The ride home gave Nestrick time to consider where and even when Raye may have stepped on the nail. “She had been seen by the farrier four days earlier, so I know for sure she didn’t have it then,” she says. “I hadn’t ridden her since, and she hadn’t left home until I loaded her up on the trailer to go to Kim’s. I suppose she could have stepped on it in the 50 yards or so we rode at the park, but that doesn’t seem likely. She must have picked it up at my place, which is hard to explain.” There had been no recent constructi­on on Nestrick’s farm, and in the 27 years she’d kept horses there, she’d never had trouble with a rogue nail before.

Sobeck met Nestrick when she arrived and began her examinatio­n of Raye. “In my mind, the nail didn’t look like it was in a good place,” says Sobeck. “It was in the middle third of the hoof, the area that includes the navicular bursa. That’s the area I’m most concerned about because an infection there can be very destructiv­e and difficult to treat.”

[Stored data entries]

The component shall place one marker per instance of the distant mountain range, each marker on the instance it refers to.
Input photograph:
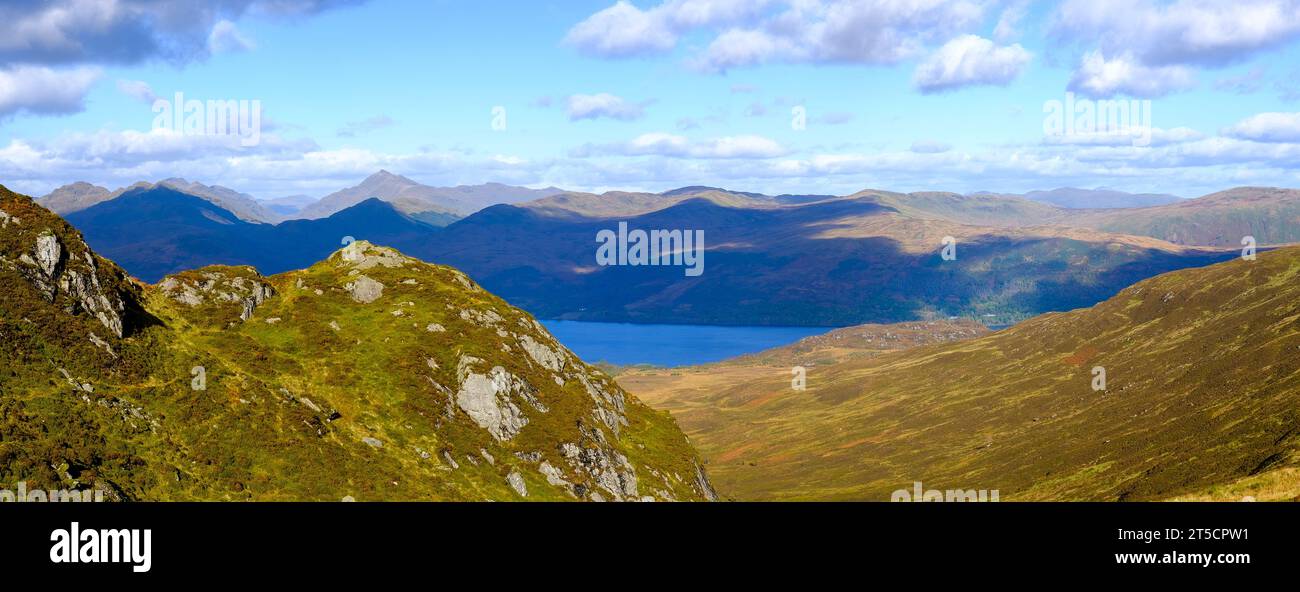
(1092, 198)
(157, 230)
(867, 258)
(872, 256)
(436, 206)
(1196, 401)
(81, 195)
(367, 376)
(432, 204)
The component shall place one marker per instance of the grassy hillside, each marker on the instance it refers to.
(368, 375)
(1201, 401)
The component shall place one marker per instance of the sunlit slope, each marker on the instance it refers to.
(369, 375)
(1201, 390)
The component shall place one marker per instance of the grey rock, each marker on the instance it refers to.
(516, 482)
(364, 290)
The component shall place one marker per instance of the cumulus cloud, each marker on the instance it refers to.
(1101, 77)
(1155, 46)
(624, 30)
(129, 31)
(52, 48)
(44, 91)
(1010, 20)
(1266, 128)
(970, 60)
(592, 107)
(1183, 31)
(754, 31)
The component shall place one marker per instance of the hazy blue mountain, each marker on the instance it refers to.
(1100, 198)
(436, 206)
(836, 262)
(157, 230)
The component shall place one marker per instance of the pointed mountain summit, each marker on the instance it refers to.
(368, 375)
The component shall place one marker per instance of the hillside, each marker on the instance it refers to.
(1200, 402)
(1270, 215)
(1099, 198)
(368, 376)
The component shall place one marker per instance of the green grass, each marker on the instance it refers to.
(251, 435)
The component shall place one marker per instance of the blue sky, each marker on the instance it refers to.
(651, 95)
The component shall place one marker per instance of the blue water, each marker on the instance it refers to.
(627, 344)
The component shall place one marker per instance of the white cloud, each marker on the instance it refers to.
(622, 30)
(1100, 77)
(225, 38)
(590, 107)
(44, 91)
(841, 31)
(749, 33)
(131, 31)
(1266, 128)
(970, 60)
(1010, 20)
(371, 124)
(1155, 46)
(1182, 31)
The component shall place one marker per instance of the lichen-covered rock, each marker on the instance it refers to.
(488, 398)
(57, 263)
(222, 384)
(219, 293)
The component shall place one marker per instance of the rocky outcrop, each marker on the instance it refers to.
(238, 290)
(364, 290)
(489, 398)
(69, 275)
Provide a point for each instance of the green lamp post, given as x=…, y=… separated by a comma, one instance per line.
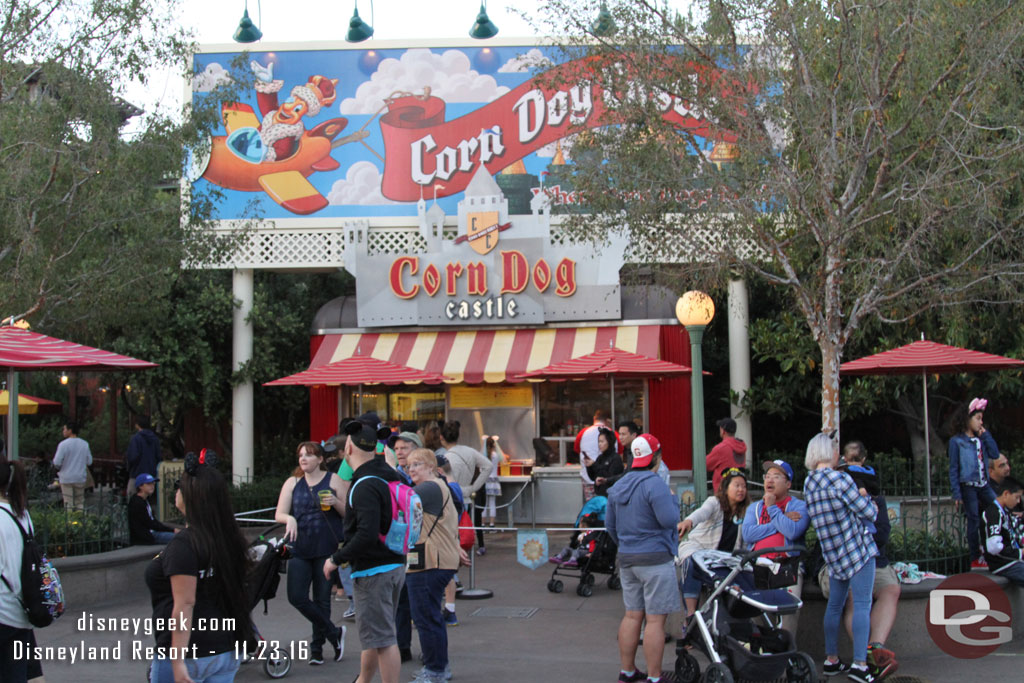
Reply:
x=694, y=310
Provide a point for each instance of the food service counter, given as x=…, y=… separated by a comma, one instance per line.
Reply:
x=548, y=496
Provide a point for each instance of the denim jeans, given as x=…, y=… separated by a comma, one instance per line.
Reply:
x=14, y=669
x=215, y=669
x=860, y=585
x=426, y=592
x=976, y=499
x=302, y=573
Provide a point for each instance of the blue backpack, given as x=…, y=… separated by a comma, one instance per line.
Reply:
x=407, y=515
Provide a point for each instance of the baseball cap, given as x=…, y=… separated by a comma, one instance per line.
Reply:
x=412, y=437
x=779, y=465
x=728, y=424
x=644, y=447
x=364, y=436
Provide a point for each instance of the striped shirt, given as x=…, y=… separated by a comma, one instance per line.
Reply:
x=839, y=513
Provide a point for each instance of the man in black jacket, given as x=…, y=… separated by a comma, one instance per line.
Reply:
x=378, y=573
x=143, y=528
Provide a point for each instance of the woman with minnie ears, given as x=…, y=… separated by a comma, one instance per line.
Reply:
x=970, y=450
x=200, y=579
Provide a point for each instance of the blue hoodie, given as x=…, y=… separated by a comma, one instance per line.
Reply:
x=642, y=516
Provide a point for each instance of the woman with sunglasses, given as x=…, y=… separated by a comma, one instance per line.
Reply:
x=715, y=525
x=197, y=584
x=310, y=508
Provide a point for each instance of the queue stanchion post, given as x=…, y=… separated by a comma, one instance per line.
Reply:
x=472, y=592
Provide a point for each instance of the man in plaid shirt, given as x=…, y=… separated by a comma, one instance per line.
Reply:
x=840, y=514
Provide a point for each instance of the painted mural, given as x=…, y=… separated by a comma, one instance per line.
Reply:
x=369, y=132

§ STUDY QUESTIONS:
**1.** In the passage about the horse Raye and the nail, return the words from "The ride home" to "rogue nail before.".
**2.** Take the account of Raye's nail injury further, picking up after its last sentence.

§ RESPONSES:
**1.**
The ride home gave Nestrick time to consider where and even when Raye may have stepped on the nail. “She had been seen by the farrier four days earlier, so I know for sure she didn’t have it then,” she says. “I hadn’t ridden her since, and she hadn’t left home until I loaded her up on the trailer to go to Kim’s. I suppose she could have stepped on it in the 50 yards or so we rode at the park, but that doesn’t seem likely. She must have picked it up at my place, which is hard to explain.” There had been no recent constructi­on on Nestrick’s farm, and in the 27 years she’d kept horses there, she’d never had trouble with a rogue nail before.

**2.**
A series of radiograph­s showed even more reason for concern: The nail had entered the sole at a horizontal angle, looking like it ran parallel with the ground, but the x-rays revealed it actually took a sharp 90 degree turn upward inside the foot, heading directly for and possibly even touching the coffin bone.

Sobeck didn’t hesitate in recommendi­ng a referral to a surgical clinic. “I told Val that if it were my horse I’d take her to a clinic, because that’s the complete truth,” says Sobeck. As Nestrick loaded Raye back onto the trailer, Sobeck called ahead to Chino Valley Equine Hospital to let the staff know to expect the pair.